◆ **EXTRACTED TEXT**:
━━━━━━━━━━━━━━━━━━━━━━━━━━━━━━
Shortly after returning from her mission in March 1940, she sought to make herself useful to France and, after June, to the Resistance. She enlisted in the French Fighting Forces in direct liaison with London in July 1942. From May 1943, she was a lieutenant within the Brutus network, coordinating the collection of military intelligence and coordinating with other resistant units. Following arrests made in Paris in July 1944, she was arrested on August 3, 1944 with her secretary Simone Plessis. They were deported with her to Ravensbrück on August 15, 1944. Pardé died of exhaustion, famine and illness in January 1945. During the few months she had at Ravensbrück, she provided spiritual support at the camp, preventing her prisoner sisters from sinking into complete bestial brutality, giving them various and cultivated talks, imbued with serenity, which gave them the desire to be reborn.

In December 2025, Denis Couillard de Lespinay, a grand-nephew of Marcelle Pardé living in Canada, published her first full biography at À LA UNE, editor in Chaumont, the product of 10 years of research in public and private archives. Sixty-seven collaborators in eight countries helped to sift through 76 archival collections and conduct or locate numerous interviews with important witnesses. The 224-page publication includes 200 illustrations, 550 footnotes, a bibliography, and an index.

== Honors and awards ==
- Chevalier de la Légion d'honneur (1946)
- Croix de Guerre 1939–1945, bronze palm (1946)
- Médaille de la Résistance française (decree of October 15, 1945)
- In 1945 Bryn Mawr College established the "Marcelle Pardé" scholarship.
- The high school she ran in Dijon took her name at the end of the war, before it became a college in 1967. The vocational high school that grew out of her high school in Bourg-en-Bresse also bears her name.
- In 2002, Marcelle Pardé was also granted the title of "Guardian of Life" by the French Association for Tribute to the Righteous in recognition of her determined action to safeguard her Jewish students during her years of resistance to the occupation.

== Personal life ==
Her brother, Maurice Pardé, was a geographer known for his work on potamology and her sister, Isabelle Pardé (1900–1993), was a painter. Among her nephews, Émile Pardé (son of Maurice) joined the maquis of Oisans where he was killed on August 13, 1944, during the attack on Lake Poursollet. Her great nephew Philippe Couillard was the Prime Minister of Québec from 2014 to 2018.
━━━━━━━━━━━━━━━━━━━━━━━━━━━━━━
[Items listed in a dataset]
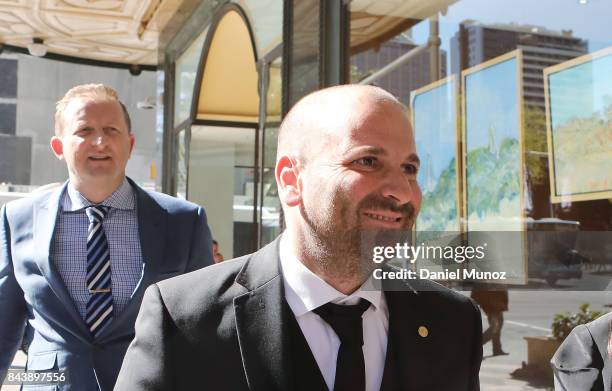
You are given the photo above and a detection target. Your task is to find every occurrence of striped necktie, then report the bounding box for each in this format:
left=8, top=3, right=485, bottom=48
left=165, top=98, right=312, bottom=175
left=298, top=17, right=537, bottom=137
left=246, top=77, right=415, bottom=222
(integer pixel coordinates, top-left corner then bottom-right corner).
left=85, top=205, right=113, bottom=338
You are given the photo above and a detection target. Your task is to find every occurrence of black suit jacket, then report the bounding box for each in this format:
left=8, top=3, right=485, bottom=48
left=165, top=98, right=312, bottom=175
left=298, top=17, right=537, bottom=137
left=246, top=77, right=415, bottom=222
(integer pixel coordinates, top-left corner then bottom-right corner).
left=551, top=312, right=612, bottom=391
left=115, top=239, right=482, bottom=391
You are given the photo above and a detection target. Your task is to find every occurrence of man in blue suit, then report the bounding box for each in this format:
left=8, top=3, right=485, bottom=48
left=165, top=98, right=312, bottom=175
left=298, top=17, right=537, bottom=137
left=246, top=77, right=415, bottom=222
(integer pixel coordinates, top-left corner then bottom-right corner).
left=0, top=84, right=213, bottom=391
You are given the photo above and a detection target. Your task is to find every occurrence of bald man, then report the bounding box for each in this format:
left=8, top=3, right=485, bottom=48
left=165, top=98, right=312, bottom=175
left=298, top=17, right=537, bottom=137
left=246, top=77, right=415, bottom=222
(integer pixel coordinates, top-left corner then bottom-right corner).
left=115, top=86, right=482, bottom=391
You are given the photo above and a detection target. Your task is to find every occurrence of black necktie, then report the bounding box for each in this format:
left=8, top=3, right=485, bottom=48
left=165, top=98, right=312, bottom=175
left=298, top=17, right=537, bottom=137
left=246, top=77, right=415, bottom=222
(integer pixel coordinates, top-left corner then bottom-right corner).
left=85, top=205, right=113, bottom=338
left=314, top=299, right=370, bottom=391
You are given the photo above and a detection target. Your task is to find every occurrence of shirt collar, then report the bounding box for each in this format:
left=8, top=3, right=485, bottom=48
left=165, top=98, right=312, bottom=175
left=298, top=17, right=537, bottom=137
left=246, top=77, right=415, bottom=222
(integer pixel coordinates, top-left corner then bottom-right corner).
left=62, top=178, right=136, bottom=212
left=279, top=235, right=382, bottom=317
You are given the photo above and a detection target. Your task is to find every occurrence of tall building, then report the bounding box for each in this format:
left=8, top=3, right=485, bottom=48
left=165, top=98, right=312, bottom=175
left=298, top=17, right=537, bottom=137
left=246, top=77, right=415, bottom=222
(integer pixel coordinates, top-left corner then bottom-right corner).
left=451, top=21, right=588, bottom=107
left=0, top=50, right=160, bottom=187
left=351, top=34, right=446, bottom=104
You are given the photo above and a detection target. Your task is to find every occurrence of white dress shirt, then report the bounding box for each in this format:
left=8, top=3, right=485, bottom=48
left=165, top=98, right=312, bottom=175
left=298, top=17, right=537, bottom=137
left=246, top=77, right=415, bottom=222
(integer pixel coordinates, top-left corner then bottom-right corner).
left=280, top=235, right=389, bottom=391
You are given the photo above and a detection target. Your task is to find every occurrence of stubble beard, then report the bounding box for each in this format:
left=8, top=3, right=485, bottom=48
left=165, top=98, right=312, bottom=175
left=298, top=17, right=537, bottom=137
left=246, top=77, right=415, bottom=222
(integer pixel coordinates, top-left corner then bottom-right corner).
left=300, top=194, right=415, bottom=284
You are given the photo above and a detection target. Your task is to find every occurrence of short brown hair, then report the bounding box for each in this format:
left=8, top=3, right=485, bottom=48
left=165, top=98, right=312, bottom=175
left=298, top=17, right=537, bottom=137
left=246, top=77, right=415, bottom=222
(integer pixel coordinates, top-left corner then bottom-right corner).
left=55, top=84, right=132, bottom=136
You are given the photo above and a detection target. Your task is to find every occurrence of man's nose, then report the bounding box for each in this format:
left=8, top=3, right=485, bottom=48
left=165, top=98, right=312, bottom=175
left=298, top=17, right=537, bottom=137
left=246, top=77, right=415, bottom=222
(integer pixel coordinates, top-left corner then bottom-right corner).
left=382, top=174, right=421, bottom=205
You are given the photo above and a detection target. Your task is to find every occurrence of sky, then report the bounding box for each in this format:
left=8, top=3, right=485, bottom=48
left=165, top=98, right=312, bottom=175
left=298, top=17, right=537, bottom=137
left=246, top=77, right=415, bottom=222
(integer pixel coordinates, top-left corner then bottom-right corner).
left=413, top=0, right=612, bottom=65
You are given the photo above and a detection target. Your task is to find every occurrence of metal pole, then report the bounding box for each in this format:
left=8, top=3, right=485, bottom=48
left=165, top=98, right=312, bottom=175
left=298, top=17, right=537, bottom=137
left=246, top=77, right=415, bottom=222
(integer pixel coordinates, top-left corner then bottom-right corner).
left=427, top=15, right=440, bottom=82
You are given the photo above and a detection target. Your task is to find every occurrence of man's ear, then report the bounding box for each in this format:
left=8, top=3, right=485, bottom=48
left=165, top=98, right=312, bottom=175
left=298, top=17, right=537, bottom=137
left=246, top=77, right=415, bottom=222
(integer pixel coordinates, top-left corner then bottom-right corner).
left=275, top=156, right=302, bottom=206
left=51, top=136, right=64, bottom=160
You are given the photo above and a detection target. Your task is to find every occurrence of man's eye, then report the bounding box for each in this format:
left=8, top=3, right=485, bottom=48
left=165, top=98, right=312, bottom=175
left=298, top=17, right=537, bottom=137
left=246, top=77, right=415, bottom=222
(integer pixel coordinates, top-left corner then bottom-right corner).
left=403, top=164, right=419, bottom=175
left=353, top=157, right=376, bottom=167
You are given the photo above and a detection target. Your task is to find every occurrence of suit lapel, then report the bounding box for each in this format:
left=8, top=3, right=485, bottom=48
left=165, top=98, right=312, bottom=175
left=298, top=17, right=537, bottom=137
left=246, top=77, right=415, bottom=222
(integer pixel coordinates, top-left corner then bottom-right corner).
left=234, top=239, right=292, bottom=391
left=381, top=278, right=438, bottom=390
left=99, top=182, right=168, bottom=342
left=32, top=182, right=89, bottom=339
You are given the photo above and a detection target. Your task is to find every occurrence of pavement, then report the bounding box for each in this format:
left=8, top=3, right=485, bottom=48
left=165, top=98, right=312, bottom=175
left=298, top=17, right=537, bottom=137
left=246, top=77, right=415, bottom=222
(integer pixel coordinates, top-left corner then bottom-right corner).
left=0, top=276, right=612, bottom=391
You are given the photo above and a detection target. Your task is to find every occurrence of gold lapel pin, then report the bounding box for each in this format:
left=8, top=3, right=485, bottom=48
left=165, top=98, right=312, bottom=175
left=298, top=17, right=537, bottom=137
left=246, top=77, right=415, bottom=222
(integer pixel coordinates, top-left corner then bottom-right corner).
left=418, top=326, right=429, bottom=338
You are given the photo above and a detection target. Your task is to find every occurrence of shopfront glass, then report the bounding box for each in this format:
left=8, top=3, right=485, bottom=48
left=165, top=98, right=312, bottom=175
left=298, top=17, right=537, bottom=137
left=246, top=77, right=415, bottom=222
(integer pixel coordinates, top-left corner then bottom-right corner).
left=350, top=0, right=612, bottom=389
left=187, top=125, right=257, bottom=259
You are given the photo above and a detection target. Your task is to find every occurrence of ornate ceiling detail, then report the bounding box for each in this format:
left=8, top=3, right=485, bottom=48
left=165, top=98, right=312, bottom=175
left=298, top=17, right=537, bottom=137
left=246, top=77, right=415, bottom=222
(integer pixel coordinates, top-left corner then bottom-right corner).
left=0, top=0, right=182, bottom=65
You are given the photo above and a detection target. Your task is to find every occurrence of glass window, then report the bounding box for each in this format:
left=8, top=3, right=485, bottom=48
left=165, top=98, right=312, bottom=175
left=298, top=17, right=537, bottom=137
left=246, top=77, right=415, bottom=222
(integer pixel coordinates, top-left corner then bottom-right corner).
left=174, top=129, right=188, bottom=200
left=239, top=0, right=283, bottom=58
left=187, top=126, right=257, bottom=259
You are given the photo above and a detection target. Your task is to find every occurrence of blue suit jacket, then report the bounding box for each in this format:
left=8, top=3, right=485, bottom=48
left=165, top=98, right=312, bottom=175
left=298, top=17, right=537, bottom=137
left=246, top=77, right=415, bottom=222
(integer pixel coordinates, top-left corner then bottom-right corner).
left=0, top=181, right=213, bottom=391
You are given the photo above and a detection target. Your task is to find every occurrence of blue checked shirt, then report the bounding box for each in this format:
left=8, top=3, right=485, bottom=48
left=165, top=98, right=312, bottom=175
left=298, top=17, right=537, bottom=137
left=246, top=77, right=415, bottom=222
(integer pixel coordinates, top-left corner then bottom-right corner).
left=51, top=179, right=143, bottom=319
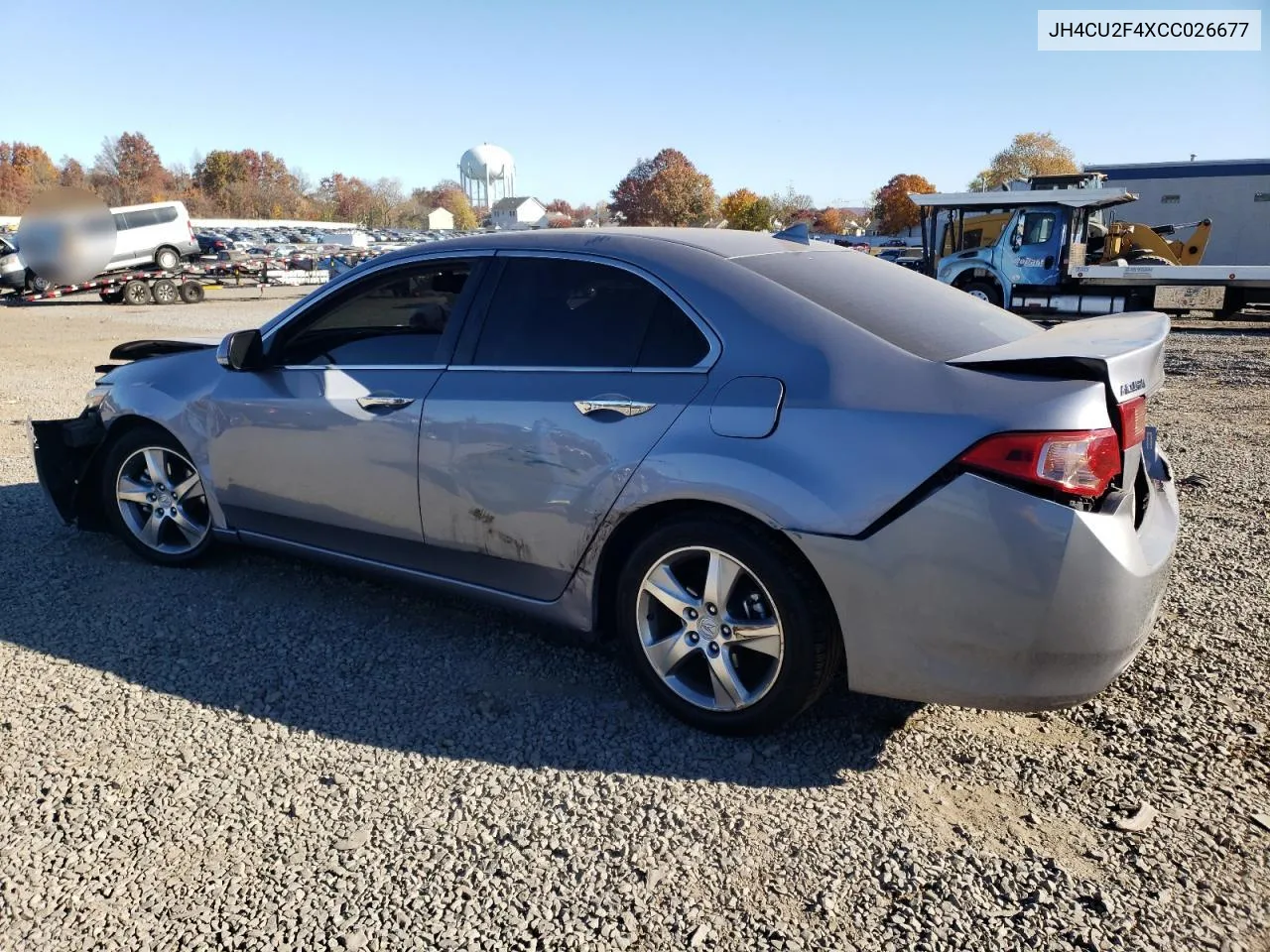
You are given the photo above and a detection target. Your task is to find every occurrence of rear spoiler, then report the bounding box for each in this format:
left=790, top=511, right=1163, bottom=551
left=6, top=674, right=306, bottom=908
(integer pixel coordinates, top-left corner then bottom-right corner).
left=110, top=337, right=221, bottom=361
left=949, top=311, right=1170, bottom=404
━━━━━━━━━━━━━━━━━━━━━━━━━━━━━━
◆ **TASK PROMPT**: In the text about Marcelle Pardé, write out the part that opens with the words containing "In December 2025, Denis" and closes with "and an index.", substituting "Quebec" for "Canada".

◆ **ANSWER TO THIS TASK**:
In December 2025, Denis Couillard de Lespinay, a grand-nephew of Marcelle Pardé living in Quebec, published her first full biography at À LA UNE, editor in Chaumont, the product of 10 years of research in public and private archives. Sixty-seven collaborators in eight countries helped to sift through 76 archival collections and conduct or locate numerous interviews with important witnesses. The 224-page publication includes 200 illustrations, 550 footnotes, a bibliography, and an index.